## Short exercise
Pick out every line of the records below that contains the string "child", and copy each one. The match is case-sensitive.

··· Dataset extract

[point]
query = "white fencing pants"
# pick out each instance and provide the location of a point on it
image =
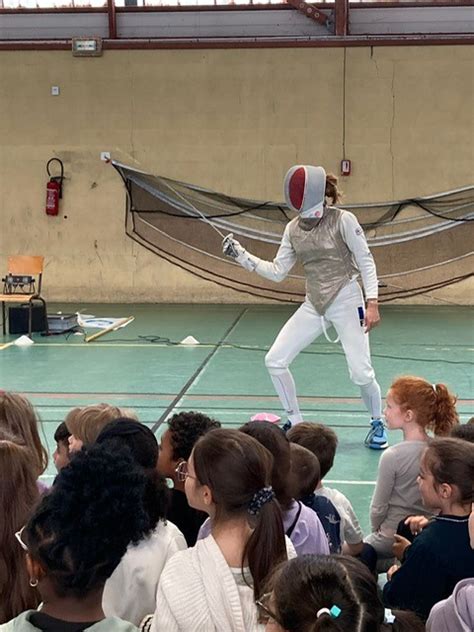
(304, 327)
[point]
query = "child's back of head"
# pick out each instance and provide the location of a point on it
(87, 423)
(18, 416)
(318, 439)
(305, 471)
(273, 438)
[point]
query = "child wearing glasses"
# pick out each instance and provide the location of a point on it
(18, 495)
(213, 586)
(76, 538)
(176, 444)
(440, 555)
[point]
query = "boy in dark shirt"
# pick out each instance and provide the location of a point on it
(305, 477)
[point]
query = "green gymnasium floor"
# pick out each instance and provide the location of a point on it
(230, 383)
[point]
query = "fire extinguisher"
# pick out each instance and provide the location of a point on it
(54, 189)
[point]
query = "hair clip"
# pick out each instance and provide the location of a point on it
(389, 616)
(334, 612)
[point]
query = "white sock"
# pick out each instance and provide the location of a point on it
(285, 387)
(372, 398)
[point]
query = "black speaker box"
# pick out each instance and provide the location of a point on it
(18, 318)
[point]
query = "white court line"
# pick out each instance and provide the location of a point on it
(337, 482)
(328, 480)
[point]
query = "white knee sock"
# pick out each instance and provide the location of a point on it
(372, 398)
(285, 387)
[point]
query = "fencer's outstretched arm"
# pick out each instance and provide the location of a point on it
(353, 235)
(275, 270)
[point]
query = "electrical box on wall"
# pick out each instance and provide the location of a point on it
(346, 167)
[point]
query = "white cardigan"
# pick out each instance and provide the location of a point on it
(198, 593)
(130, 593)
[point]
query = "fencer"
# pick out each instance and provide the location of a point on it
(331, 246)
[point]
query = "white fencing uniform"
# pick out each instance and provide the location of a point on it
(331, 245)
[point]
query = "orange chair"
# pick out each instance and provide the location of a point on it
(21, 265)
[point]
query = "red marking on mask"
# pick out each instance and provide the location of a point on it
(296, 188)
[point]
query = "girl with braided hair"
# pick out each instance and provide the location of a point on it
(213, 586)
(76, 538)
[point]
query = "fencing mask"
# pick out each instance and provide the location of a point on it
(305, 188)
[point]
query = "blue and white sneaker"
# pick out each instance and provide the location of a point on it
(376, 438)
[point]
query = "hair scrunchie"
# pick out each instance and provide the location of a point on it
(264, 495)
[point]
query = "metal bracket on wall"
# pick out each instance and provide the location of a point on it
(311, 12)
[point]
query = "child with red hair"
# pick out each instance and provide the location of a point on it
(415, 407)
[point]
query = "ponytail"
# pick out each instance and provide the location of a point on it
(445, 414)
(433, 405)
(266, 546)
(310, 585)
(237, 469)
(332, 192)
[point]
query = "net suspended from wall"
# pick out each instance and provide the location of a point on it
(413, 241)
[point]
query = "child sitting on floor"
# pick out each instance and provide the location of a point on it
(414, 406)
(305, 477)
(302, 525)
(86, 424)
(440, 555)
(76, 538)
(322, 442)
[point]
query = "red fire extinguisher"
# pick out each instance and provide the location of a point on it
(54, 189)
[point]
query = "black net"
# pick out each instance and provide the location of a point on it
(419, 244)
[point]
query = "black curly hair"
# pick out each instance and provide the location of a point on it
(186, 428)
(83, 526)
(143, 446)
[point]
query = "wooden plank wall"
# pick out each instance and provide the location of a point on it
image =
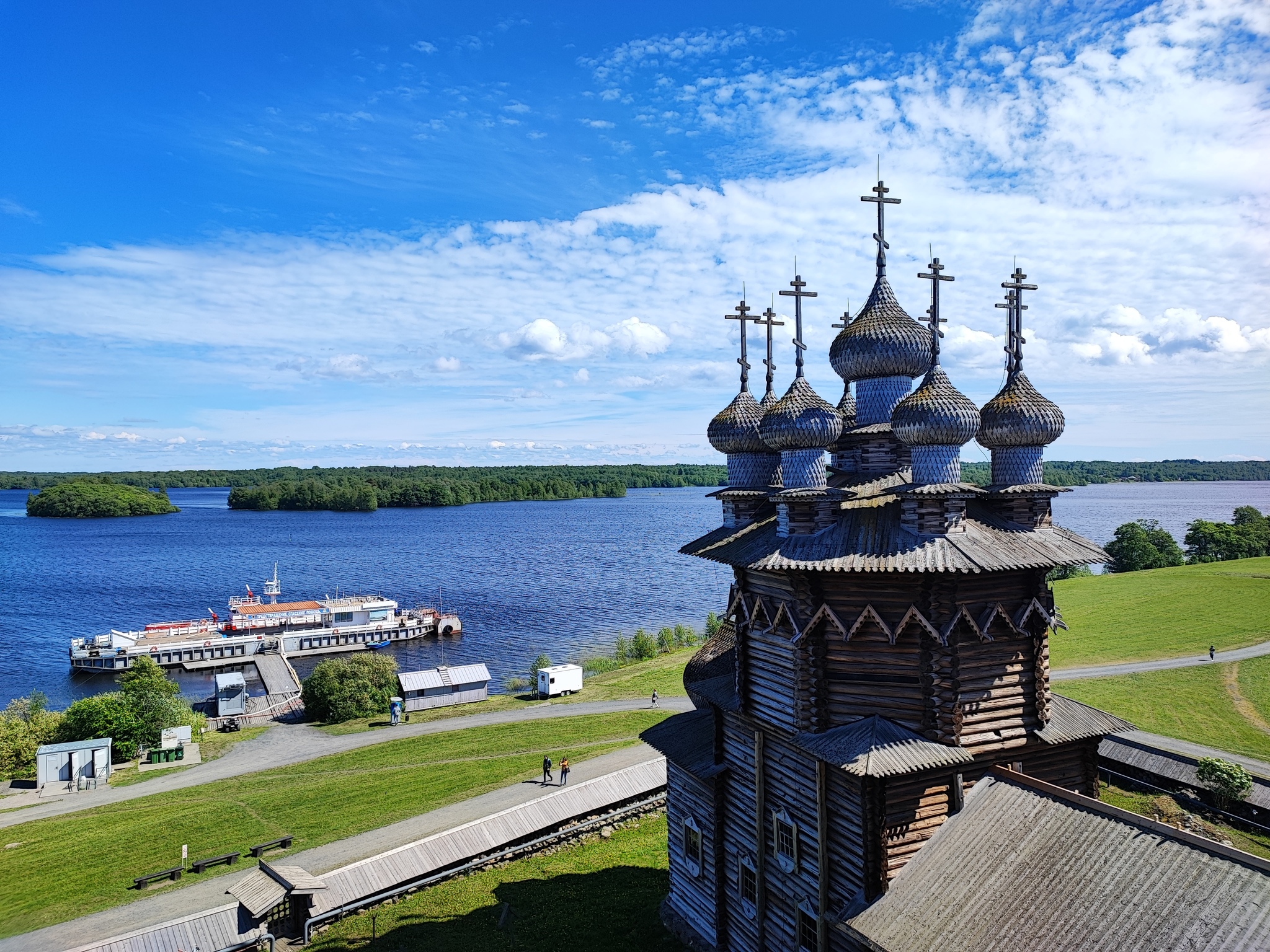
(694, 896)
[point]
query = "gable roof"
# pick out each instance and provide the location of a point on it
(874, 747)
(1026, 865)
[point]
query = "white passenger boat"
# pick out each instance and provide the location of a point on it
(310, 627)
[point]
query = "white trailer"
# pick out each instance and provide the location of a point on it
(559, 679)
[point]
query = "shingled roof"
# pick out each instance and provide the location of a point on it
(868, 536)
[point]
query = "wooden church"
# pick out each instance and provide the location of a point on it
(886, 644)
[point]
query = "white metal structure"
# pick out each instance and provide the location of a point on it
(559, 679)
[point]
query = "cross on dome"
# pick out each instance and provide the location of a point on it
(770, 322)
(934, 310)
(798, 295)
(744, 315)
(881, 235)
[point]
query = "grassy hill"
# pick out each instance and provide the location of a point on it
(1162, 614)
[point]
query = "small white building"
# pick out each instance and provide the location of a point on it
(440, 687)
(559, 679)
(68, 764)
(230, 695)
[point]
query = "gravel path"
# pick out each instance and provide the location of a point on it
(293, 743)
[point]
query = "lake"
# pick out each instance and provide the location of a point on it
(562, 578)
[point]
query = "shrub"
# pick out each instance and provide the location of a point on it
(1142, 545)
(340, 690)
(25, 724)
(1227, 781)
(643, 646)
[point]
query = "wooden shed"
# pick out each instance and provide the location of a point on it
(443, 685)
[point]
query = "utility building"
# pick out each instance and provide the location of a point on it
(884, 667)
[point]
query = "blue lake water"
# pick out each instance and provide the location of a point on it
(562, 578)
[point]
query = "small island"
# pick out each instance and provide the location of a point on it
(95, 500)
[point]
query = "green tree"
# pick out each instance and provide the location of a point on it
(340, 690)
(1142, 545)
(1228, 782)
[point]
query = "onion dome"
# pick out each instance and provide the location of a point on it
(801, 420)
(848, 408)
(882, 340)
(735, 428)
(936, 413)
(1020, 416)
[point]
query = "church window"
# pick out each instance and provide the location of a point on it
(748, 885)
(693, 845)
(785, 840)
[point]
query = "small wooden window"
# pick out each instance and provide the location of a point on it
(785, 840)
(808, 935)
(693, 845)
(748, 885)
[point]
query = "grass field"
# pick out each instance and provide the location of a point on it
(595, 894)
(1192, 703)
(1162, 614)
(316, 801)
(634, 681)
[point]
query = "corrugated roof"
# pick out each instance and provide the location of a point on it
(431, 678)
(687, 742)
(1025, 865)
(278, 607)
(868, 537)
(216, 928)
(1071, 720)
(874, 747)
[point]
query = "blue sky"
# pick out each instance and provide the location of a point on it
(242, 235)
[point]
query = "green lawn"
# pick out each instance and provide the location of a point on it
(595, 894)
(1162, 614)
(634, 681)
(74, 865)
(1192, 703)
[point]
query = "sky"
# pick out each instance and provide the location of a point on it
(238, 235)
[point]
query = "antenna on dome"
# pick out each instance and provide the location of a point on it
(769, 319)
(881, 235)
(744, 315)
(798, 295)
(934, 310)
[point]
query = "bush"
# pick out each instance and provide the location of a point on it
(1142, 545)
(25, 724)
(94, 500)
(340, 690)
(1227, 781)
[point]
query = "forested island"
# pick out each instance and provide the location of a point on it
(86, 499)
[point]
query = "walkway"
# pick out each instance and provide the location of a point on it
(294, 743)
(1109, 671)
(207, 891)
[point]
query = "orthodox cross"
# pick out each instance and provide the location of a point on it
(770, 315)
(934, 310)
(881, 235)
(798, 295)
(1015, 307)
(744, 315)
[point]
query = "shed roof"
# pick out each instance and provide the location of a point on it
(93, 744)
(868, 536)
(1026, 865)
(874, 747)
(431, 678)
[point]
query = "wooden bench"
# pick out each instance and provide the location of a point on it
(143, 881)
(282, 842)
(228, 858)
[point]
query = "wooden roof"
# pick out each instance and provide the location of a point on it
(1026, 865)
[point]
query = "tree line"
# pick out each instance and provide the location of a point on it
(1145, 545)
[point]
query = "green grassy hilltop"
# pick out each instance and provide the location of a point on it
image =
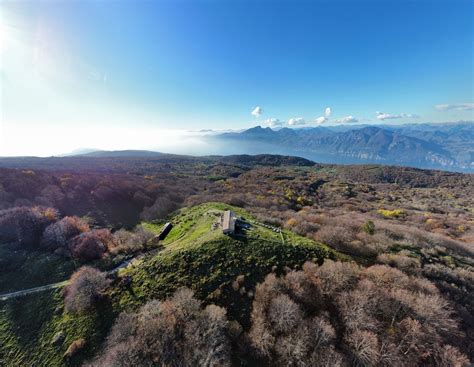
(220, 269)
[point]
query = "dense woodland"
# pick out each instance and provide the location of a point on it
(403, 296)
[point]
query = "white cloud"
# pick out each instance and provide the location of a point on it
(273, 122)
(386, 116)
(455, 106)
(347, 119)
(257, 111)
(321, 119)
(295, 121)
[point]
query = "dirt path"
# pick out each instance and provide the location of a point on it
(24, 292)
(7, 296)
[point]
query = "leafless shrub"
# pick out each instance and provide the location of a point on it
(57, 235)
(400, 261)
(85, 289)
(450, 356)
(25, 225)
(91, 245)
(383, 317)
(176, 332)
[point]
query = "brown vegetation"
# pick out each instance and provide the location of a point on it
(86, 289)
(175, 332)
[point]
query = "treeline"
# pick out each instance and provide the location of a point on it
(336, 314)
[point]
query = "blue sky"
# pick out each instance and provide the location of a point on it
(97, 66)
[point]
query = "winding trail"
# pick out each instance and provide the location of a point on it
(7, 296)
(122, 265)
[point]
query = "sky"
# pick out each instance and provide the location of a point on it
(139, 74)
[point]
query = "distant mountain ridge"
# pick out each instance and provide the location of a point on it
(118, 153)
(426, 146)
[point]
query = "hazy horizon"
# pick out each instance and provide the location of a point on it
(130, 75)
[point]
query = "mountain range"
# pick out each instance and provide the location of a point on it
(445, 146)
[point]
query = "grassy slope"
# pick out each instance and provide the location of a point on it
(27, 268)
(194, 256)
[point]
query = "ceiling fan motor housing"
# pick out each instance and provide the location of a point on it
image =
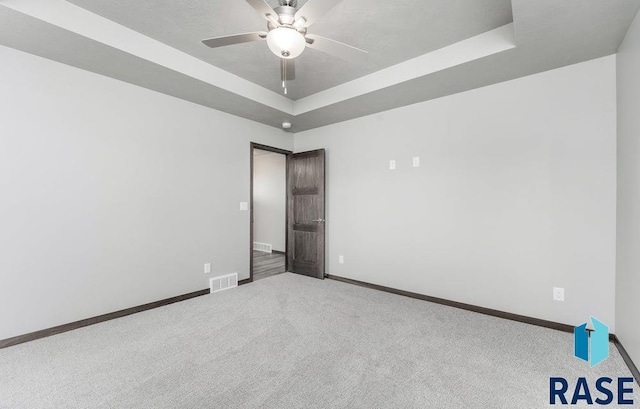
(286, 15)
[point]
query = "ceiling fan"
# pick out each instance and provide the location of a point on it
(287, 36)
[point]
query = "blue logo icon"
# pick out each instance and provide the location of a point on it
(598, 339)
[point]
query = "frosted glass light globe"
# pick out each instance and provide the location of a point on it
(286, 42)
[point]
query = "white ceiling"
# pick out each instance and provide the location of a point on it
(418, 49)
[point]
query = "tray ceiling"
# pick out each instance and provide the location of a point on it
(418, 49)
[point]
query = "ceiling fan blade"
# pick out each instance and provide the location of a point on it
(287, 69)
(315, 9)
(264, 9)
(234, 39)
(338, 49)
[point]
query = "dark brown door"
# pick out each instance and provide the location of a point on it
(306, 222)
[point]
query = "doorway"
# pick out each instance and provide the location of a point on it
(268, 211)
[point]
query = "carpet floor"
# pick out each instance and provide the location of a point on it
(295, 342)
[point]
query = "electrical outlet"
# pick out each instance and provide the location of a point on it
(558, 294)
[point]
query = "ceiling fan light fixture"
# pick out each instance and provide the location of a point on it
(286, 42)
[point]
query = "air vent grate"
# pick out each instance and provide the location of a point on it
(224, 282)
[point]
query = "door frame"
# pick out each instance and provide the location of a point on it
(287, 154)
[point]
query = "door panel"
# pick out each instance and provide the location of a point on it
(305, 224)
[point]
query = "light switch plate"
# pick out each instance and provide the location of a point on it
(558, 294)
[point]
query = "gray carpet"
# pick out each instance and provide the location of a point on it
(294, 342)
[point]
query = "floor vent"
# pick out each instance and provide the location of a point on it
(264, 247)
(223, 282)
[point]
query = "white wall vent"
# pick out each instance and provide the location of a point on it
(264, 247)
(223, 282)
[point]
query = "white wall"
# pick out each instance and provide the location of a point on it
(515, 194)
(269, 199)
(112, 195)
(628, 244)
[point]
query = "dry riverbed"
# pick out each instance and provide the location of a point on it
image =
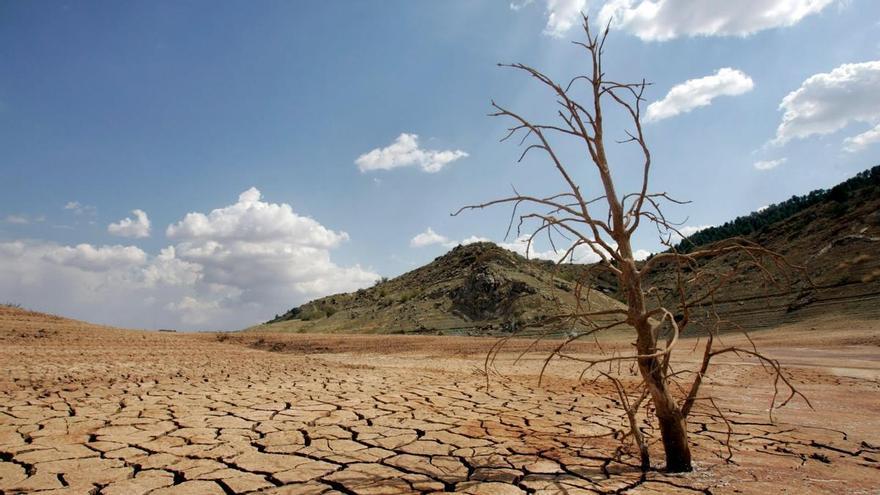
(88, 409)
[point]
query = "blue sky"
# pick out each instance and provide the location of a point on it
(173, 108)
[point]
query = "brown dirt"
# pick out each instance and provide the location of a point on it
(88, 409)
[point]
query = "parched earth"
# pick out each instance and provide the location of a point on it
(88, 409)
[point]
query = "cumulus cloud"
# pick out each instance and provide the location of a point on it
(562, 15)
(518, 6)
(769, 164)
(229, 268)
(138, 228)
(17, 219)
(827, 102)
(661, 20)
(405, 151)
(80, 209)
(428, 238)
(695, 93)
(91, 258)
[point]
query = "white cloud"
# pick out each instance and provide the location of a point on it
(695, 93)
(769, 164)
(858, 143)
(137, 228)
(429, 238)
(828, 102)
(405, 151)
(661, 20)
(97, 259)
(562, 15)
(230, 268)
(17, 219)
(80, 209)
(517, 6)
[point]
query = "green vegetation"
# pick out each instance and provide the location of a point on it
(754, 222)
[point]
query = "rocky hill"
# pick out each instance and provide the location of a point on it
(475, 289)
(481, 288)
(834, 235)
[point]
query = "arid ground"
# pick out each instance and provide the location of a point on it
(88, 409)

······

## Result
query = "child's back of head"
query = "child wearing glasses"
query = "child with red hair"
query = "child sitting on floor"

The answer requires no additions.